**Stated problem:** Copy the lines below word for word, with nothing changed.

Items from a data source
■ ■ ■ ■ ■ ■ ■

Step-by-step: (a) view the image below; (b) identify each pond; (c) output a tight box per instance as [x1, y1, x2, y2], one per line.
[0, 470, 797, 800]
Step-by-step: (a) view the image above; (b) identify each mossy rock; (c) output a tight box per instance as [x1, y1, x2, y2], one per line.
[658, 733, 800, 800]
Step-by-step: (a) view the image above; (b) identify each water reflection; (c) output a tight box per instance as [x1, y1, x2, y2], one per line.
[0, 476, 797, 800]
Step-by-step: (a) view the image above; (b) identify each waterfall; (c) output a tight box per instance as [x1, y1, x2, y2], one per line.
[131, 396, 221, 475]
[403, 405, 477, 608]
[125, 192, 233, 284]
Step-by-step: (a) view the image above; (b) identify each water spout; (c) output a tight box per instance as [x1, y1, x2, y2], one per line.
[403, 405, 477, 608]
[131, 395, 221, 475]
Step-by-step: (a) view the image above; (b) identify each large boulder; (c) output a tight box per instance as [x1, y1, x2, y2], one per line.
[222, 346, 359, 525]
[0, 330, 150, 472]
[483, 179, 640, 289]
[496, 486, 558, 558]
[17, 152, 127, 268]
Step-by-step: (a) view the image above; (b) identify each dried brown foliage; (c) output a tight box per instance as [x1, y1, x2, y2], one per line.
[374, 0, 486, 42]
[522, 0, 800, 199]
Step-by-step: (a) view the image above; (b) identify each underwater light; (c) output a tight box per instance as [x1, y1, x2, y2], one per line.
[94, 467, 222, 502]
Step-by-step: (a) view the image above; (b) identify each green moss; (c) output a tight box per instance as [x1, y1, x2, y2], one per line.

■ ■ ■ ■ ■ ■ ■

**Result of the task:**
Step-by-step: (a) view the image below; (b) identify each pond; (c) output a tight box per instance as [x1, y1, x2, y2], one per line.
[0, 470, 797, 800]
Step-by-step: (a) view the image above; (b) identify each mossy rock; (c) output a tight box per instance as [x1, y1, x2, y2], one per line.
[658, 733, 800, 800]
Step-by-step: (a) view the image above; (b) identify each water reflection; (c) output a tight box per instance as [x1, y1, x2, y2], one per line.
[0, 476, 797, 800]
Step-by-step: (a) view the image above; (b) identify each waterfall; (c) output a tight box per instance as [x1, y1, x2, y2], one per line.
[131, 396, 221, 475]
[403, 405, 477, 608]
[125, 192, 233, 284]
Step-by-step: (a) view the image above; (b) identify each water spout; (c) output a tight box per instance as [x1, y1, x2, y2], one per line.
[403, 405, 477, 608]
[131, 395, 221, 475]
Step-by-step: (a) view the image above; (b) identify each large boulder; (c) output a tight box per instance as [x1, y1, x2, y2], one per line.
[222, 346, 359, 525]
[0, 330, 150, 472]
[483, 179, 640, 289]
[496, 486, 558, 558]
[17, 152, 127, 268]
Step-by-step: (a) view the image above; (b) identify each dried brown foliage; (c) output a tight box per instance as [x1, y1, x2, y2], one per line.
[374, 0, 486, 42]
[522, 0, 800, 199]
Step-by-step: (a) view the image above; (b) identify each underwater light; (c) output a tight box per instance as [x1, y1, x2, y2], one per line.
[94, 467, 222, 502]
Step-by-step: (a) view the image above; (b) identify each green moss; (c) output a tight box per instance as [x1, y1, x2, y2], one per line.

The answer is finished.